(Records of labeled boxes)
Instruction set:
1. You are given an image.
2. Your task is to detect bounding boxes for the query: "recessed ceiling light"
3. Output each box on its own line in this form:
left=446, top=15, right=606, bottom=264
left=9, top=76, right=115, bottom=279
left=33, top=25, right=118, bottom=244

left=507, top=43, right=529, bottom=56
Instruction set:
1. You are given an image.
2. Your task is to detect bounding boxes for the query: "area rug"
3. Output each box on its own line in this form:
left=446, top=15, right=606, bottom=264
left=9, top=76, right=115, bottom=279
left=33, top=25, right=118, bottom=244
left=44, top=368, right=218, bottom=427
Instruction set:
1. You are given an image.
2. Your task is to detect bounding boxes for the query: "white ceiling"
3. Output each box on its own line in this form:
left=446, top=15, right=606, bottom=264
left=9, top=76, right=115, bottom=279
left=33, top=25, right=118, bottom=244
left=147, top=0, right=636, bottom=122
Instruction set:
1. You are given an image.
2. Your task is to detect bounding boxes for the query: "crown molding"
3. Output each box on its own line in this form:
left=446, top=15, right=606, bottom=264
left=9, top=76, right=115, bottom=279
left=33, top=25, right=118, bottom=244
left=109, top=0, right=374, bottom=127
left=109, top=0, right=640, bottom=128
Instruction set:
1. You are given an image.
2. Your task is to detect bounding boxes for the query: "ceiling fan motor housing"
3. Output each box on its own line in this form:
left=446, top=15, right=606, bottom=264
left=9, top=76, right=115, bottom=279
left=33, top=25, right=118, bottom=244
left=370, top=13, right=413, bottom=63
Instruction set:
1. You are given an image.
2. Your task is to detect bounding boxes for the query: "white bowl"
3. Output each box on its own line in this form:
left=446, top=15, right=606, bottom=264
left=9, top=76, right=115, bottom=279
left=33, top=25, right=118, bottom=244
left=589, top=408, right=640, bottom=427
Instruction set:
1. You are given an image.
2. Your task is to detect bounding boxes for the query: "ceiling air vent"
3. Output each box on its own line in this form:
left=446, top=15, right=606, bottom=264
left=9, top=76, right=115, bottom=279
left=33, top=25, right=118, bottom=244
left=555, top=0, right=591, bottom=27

**Aim**
Count the lines in the listing above that contain the word "ceiling". Give only the number.

**Task solution**
4